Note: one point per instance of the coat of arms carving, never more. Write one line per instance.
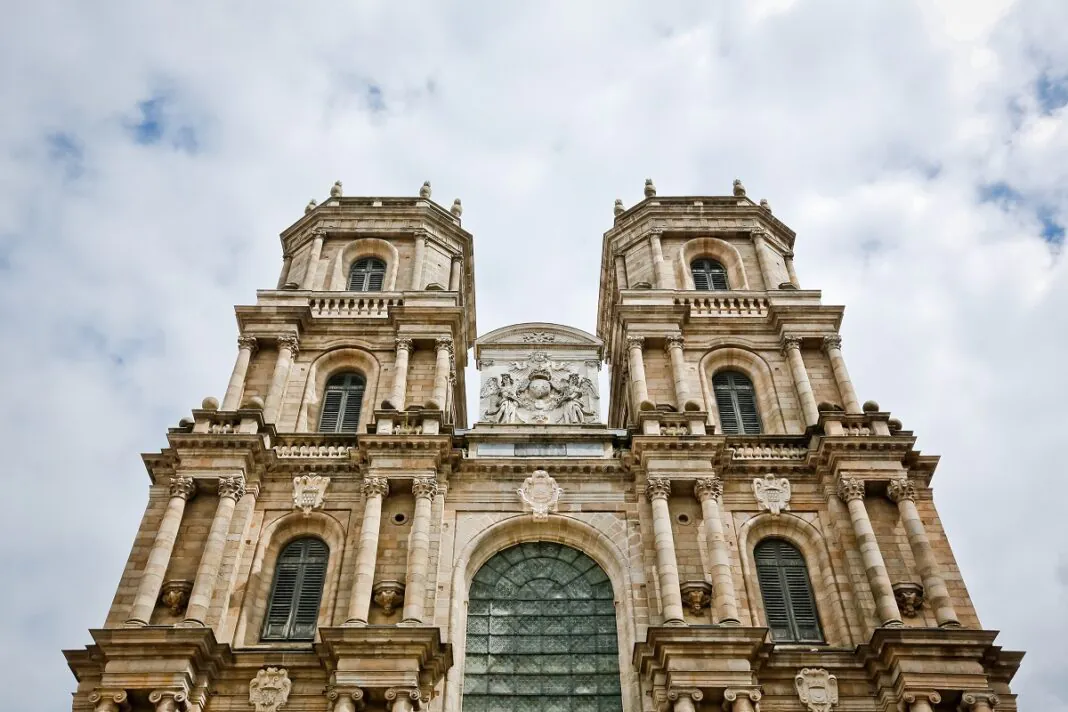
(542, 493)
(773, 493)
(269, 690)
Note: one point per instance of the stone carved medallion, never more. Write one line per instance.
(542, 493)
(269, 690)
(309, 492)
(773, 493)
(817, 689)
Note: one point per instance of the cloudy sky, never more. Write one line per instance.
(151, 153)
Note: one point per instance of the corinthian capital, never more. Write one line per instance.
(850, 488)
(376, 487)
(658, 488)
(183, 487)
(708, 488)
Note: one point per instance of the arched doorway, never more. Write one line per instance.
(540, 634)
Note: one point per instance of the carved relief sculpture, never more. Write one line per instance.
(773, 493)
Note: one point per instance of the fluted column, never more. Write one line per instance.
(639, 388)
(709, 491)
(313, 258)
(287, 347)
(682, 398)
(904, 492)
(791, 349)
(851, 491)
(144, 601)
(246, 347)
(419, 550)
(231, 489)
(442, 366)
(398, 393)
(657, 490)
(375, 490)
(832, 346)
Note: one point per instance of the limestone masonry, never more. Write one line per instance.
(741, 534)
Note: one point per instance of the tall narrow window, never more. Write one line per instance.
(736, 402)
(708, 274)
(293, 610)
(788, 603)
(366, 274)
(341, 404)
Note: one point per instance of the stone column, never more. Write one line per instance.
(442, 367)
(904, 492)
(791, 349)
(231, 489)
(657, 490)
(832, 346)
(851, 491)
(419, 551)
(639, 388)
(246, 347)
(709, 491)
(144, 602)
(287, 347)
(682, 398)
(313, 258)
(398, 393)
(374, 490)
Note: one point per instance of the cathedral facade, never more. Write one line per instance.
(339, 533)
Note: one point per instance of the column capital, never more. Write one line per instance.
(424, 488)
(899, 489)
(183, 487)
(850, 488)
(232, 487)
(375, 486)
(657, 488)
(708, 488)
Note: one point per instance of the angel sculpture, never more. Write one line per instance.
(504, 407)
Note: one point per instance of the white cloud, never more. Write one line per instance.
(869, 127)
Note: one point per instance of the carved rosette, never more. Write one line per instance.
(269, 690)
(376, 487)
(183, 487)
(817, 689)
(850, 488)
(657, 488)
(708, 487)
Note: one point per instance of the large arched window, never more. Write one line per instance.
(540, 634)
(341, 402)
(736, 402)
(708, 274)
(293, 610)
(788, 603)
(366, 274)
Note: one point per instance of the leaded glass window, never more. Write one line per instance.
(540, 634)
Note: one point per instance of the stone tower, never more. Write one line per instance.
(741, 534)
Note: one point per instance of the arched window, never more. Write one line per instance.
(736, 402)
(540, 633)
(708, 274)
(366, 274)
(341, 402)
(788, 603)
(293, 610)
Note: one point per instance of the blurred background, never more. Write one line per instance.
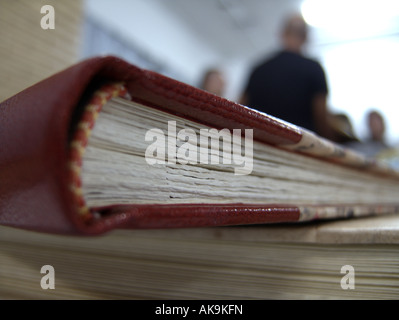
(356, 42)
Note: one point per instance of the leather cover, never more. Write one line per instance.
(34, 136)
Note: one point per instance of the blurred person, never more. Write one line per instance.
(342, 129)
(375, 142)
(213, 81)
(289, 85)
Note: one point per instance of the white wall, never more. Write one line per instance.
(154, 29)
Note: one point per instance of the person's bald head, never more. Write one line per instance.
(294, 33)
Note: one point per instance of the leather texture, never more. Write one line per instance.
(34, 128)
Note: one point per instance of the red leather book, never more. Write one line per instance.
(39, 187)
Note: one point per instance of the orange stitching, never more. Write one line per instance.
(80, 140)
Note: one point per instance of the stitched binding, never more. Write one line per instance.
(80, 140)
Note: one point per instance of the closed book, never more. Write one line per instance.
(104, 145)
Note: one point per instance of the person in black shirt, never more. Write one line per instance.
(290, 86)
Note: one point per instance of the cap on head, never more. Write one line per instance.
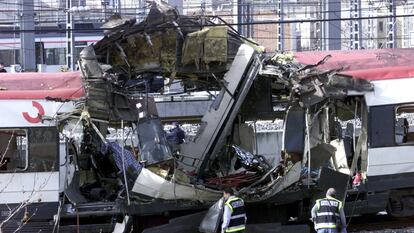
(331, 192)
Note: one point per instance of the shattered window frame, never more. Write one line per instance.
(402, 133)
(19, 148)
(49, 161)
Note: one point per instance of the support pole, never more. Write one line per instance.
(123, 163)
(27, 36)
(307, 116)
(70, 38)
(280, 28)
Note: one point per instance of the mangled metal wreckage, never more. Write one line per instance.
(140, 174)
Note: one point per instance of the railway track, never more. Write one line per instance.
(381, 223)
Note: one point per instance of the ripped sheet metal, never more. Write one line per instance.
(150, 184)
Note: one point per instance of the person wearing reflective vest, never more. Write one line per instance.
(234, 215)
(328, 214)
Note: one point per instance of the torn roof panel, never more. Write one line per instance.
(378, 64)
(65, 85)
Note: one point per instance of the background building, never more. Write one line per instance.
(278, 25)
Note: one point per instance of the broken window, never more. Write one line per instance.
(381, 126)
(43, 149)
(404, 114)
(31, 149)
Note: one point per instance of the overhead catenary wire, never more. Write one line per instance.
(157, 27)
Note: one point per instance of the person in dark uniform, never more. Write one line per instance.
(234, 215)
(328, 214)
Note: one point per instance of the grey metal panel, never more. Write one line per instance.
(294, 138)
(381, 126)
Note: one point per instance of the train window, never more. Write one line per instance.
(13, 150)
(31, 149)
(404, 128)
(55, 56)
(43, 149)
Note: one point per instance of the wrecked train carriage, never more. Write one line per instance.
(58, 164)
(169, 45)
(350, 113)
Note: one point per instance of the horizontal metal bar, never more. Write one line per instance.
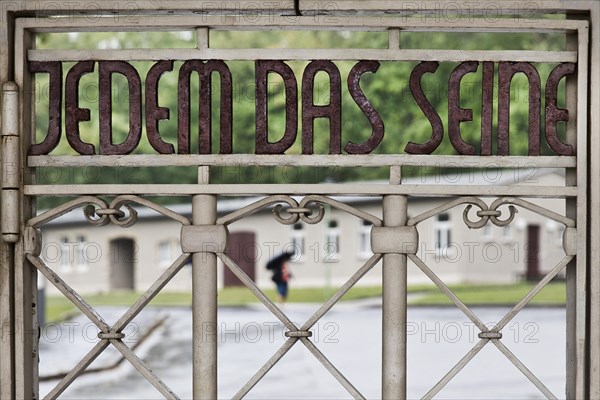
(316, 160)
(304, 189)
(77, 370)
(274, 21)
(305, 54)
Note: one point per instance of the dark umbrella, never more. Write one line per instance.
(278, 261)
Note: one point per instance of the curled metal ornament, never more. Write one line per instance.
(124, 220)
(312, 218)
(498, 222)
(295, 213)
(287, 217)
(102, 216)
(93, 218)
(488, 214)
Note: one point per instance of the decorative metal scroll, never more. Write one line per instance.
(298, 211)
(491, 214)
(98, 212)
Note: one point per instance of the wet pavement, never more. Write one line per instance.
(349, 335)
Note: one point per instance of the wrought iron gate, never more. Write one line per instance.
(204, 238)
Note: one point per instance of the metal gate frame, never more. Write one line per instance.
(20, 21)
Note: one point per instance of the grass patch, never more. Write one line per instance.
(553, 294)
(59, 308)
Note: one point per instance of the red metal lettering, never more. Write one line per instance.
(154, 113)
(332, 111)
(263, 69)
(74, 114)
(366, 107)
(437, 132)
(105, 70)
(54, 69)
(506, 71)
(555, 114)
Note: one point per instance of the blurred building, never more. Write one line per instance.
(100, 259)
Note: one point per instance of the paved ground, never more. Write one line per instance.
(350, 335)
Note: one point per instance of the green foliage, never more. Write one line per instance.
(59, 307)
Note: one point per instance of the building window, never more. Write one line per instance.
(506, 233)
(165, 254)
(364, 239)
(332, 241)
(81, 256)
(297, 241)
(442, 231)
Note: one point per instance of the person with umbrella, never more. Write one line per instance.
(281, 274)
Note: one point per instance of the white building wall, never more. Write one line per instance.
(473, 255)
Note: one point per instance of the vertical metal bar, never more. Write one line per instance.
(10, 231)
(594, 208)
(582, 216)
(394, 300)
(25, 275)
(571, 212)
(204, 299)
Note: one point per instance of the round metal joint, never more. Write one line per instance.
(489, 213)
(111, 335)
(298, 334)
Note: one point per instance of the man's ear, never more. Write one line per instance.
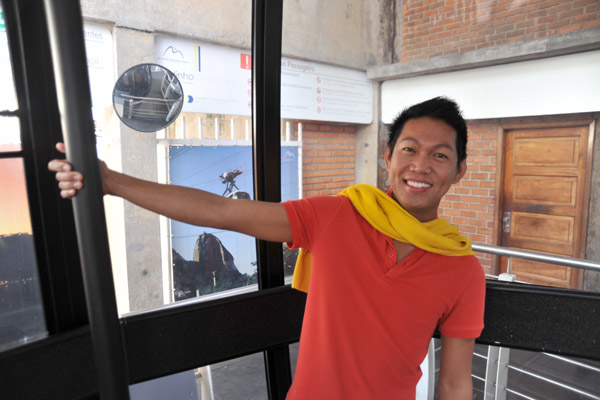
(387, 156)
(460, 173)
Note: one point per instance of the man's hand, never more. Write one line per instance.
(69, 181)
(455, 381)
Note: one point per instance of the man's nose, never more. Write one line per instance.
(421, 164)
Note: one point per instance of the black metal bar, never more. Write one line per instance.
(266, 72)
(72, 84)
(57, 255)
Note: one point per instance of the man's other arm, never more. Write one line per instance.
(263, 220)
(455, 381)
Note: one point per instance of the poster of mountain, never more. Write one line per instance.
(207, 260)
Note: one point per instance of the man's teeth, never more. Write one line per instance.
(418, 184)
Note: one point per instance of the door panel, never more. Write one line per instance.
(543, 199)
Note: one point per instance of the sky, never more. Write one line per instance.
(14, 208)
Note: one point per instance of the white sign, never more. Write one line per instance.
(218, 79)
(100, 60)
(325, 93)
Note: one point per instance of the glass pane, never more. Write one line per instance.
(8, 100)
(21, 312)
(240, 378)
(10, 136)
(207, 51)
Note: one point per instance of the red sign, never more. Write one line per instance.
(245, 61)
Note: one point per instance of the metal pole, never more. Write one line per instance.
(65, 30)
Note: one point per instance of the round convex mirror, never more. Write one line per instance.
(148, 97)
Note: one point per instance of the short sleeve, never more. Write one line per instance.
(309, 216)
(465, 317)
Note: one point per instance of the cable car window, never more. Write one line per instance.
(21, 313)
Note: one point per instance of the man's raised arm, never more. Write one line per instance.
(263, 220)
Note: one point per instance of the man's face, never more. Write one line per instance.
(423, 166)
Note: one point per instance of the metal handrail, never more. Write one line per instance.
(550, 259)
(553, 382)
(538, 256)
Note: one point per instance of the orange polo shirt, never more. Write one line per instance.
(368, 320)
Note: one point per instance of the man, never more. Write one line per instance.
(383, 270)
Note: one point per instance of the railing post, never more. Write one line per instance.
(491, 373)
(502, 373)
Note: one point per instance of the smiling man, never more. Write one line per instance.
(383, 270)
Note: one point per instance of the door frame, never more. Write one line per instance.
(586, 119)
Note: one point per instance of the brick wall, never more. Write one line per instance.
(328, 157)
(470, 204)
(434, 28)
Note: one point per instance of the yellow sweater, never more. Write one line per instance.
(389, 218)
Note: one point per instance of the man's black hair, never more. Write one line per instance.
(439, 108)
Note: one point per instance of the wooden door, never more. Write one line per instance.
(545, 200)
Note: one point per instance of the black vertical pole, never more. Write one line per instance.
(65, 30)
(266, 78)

**Exercise goal**
Find "Note: one point per instance of the metal handrail, never" in the data above, then repeat that line and all lines after it exactly, ending with the final line.

**Written solution**
Note: one point per instance of the metal handrail, never more. Write one line per instance.
(550, 259)
(553, 382)
(538, 256)
Note: one point per instance of the orange polo shirt, never more. Write one line per instance.
(368, 320)
Note: one point per instance of the man, never more. Write one line per instance.
(383, 270)
Note: one point per instance of the railing post, never more. Write one line per instance.
(491, 373)
(502, 373)
Note: one point per instance of the smiling man, never more. Write one line per instance.
(383, 270)
Note: one point per instance of the door frame, never more. Write one line per instance.
(586, 119)
Note: one point per instance of the brick wall, never more. Write one line per instance.
(328, 157)
(470, 204)
(434, 28)
Note: one point per instance of the yellow sweater, never more. Write one line per instance.
(389, 218)
Note: one point per instance of the man's black hair, never more. Write one line per instance.
(439, 108)
Note: one point per instance of the wooden door, never more. Write one line per instance.
(545, 200)
Note: one point per instance of the black vertical pole, never more. Write one line per instance.
(65, 30)
(266, 78)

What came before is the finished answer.